━━ EXCERPT TO READ

/x2c

Hassle-free XML Data-binding in C++.

Primary LanguageC++Boost Software License 1.0BSL-1.0

#XML 2 C++

###What is it ?

If you have to deal with XML documents to initialize your C++ data, don't have access for any reason to an XML schema and/or don't want to use a code generator to create the data binding code, this library is for you.

This library helps you describe directly in C++ an XML document structure with a type associated to each element. It then offers automated data generation upon parsing an XML document (currently using expat as a backend).

This is C++. The global coherence of the document structure and data binding is guaranteed at compilation-time.

###Why not use a code generator based on an XML schema document ?

Sometimes you just don't have access to an XML schema. Sometimes you already have complex data structures, and don't want to add the bloat of third-party generated classes that you will need to convert into your own data structures, or write adapters for.

━━━━

**EXERCISE GOAL:**
Can you sum up the XML 2 C++ description above in two sentences?

━━ INFORMATION SHOWN

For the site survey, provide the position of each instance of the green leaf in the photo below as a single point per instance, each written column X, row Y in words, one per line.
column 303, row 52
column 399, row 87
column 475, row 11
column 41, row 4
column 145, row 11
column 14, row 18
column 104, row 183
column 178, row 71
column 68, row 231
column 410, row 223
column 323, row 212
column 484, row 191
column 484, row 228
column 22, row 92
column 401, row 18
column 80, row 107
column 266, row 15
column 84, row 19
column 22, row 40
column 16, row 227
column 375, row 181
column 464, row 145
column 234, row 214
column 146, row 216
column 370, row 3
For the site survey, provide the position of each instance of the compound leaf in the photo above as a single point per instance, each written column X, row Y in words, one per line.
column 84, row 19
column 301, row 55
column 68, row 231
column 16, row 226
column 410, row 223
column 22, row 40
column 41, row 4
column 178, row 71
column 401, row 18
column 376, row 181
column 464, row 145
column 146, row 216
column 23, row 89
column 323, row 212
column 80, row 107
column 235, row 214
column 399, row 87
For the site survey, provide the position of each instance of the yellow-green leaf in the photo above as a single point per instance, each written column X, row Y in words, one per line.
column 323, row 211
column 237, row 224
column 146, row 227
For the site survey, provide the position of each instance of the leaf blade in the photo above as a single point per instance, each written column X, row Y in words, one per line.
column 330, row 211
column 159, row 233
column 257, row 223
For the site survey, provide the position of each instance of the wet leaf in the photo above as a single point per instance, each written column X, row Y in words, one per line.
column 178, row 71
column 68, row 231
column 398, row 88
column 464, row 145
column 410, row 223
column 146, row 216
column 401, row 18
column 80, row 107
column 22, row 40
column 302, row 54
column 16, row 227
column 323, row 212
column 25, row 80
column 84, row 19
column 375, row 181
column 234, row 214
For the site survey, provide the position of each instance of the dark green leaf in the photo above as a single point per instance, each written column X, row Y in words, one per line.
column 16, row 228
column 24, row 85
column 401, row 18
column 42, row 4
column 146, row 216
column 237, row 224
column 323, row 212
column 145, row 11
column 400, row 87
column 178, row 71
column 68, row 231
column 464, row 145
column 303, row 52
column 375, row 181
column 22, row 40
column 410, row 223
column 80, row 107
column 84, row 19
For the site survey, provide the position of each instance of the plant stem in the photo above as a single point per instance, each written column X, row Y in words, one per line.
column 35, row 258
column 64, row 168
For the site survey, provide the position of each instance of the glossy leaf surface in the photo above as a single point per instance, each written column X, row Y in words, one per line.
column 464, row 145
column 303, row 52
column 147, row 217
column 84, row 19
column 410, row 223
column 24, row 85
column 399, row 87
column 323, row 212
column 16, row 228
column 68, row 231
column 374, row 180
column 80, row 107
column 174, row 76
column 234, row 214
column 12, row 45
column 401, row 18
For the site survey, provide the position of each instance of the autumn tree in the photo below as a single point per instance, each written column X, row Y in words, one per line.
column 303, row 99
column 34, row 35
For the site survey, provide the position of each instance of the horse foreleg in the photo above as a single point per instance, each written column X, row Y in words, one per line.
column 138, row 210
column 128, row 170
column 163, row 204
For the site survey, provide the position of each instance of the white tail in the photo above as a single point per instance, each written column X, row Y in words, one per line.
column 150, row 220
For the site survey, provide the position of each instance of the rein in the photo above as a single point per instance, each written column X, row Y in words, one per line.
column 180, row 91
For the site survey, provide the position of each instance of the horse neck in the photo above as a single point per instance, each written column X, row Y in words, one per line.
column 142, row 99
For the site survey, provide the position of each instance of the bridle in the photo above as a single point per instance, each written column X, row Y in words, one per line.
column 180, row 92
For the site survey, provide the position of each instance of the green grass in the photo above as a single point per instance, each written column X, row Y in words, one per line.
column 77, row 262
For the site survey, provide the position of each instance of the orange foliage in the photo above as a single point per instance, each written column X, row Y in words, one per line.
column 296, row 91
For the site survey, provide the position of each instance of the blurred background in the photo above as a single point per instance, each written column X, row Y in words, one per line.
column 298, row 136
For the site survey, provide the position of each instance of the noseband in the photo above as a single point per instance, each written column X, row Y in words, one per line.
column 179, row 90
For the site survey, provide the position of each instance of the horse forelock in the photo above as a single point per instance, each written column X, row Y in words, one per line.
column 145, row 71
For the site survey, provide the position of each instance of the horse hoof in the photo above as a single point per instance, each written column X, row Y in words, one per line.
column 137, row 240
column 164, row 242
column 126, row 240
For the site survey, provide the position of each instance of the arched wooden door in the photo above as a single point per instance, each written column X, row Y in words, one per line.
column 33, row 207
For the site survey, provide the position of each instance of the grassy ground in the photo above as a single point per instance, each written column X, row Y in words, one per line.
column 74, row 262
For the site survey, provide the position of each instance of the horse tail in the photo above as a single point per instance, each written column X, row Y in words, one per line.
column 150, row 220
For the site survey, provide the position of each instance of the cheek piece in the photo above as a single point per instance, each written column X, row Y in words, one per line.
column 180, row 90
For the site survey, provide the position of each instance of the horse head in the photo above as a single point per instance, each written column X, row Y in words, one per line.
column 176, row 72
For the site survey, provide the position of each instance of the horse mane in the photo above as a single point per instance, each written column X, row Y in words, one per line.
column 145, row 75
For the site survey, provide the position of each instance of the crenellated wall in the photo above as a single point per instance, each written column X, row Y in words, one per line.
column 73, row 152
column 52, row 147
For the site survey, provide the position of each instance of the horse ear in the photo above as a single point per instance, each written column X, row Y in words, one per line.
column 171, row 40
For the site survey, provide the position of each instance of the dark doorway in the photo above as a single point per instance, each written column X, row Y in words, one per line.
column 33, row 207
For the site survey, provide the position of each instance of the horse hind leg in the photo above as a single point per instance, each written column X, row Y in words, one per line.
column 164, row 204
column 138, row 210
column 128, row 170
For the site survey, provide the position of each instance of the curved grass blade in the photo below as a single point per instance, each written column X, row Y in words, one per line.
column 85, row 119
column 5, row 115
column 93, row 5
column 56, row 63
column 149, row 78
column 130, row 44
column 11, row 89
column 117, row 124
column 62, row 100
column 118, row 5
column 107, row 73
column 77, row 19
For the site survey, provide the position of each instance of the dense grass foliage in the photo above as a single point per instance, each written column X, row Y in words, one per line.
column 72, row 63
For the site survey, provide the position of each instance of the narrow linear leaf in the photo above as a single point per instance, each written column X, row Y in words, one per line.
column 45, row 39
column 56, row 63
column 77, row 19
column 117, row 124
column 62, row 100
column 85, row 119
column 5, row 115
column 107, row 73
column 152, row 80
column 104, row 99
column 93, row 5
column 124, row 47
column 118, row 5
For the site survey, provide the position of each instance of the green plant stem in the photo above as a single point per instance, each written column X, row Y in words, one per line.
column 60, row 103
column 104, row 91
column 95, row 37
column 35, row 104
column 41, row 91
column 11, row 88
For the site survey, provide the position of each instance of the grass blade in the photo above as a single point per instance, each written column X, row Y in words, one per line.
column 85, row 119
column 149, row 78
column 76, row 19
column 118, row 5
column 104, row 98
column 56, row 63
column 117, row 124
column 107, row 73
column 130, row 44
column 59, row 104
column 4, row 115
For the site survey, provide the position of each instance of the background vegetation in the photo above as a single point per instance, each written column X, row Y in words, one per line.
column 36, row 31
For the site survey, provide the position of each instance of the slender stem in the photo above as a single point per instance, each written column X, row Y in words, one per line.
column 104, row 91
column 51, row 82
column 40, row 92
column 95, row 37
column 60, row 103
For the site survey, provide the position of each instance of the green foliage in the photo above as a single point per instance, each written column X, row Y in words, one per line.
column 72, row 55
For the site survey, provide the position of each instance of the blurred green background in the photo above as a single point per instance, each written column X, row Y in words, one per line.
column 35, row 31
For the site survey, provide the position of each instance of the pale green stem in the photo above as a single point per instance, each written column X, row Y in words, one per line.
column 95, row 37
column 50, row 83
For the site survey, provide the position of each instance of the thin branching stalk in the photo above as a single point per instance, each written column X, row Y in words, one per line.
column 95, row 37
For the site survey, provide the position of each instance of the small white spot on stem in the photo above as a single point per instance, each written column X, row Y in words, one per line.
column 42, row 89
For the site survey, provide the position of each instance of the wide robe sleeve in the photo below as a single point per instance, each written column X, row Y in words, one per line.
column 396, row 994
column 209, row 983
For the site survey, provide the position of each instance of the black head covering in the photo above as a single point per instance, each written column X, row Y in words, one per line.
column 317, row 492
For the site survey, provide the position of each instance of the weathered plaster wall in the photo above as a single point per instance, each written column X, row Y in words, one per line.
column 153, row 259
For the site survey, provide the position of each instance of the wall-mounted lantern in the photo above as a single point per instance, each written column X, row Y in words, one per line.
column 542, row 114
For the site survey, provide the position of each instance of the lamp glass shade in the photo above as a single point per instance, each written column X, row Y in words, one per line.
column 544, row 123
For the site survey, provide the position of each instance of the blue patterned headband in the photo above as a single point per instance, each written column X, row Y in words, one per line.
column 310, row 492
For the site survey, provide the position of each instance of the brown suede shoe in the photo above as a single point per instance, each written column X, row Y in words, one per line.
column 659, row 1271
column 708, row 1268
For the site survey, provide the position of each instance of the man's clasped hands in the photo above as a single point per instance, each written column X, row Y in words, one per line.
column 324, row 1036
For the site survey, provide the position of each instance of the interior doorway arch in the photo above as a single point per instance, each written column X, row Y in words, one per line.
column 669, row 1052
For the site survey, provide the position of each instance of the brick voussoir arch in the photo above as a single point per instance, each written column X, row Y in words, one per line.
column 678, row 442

━━━━

**TASK SOLUTION:**
The library lets you describe an XML document's structure directly in C++, with a type associated with each element, and it automatically generates data when an XML document is parsed, currently using expat as the backend. It is intended for cases where you lack an XML schema or don't want a code generator that adds third-party classes you would need to convert or adapt, and it guarantees the coherence of the document structure and data binding at compilation time.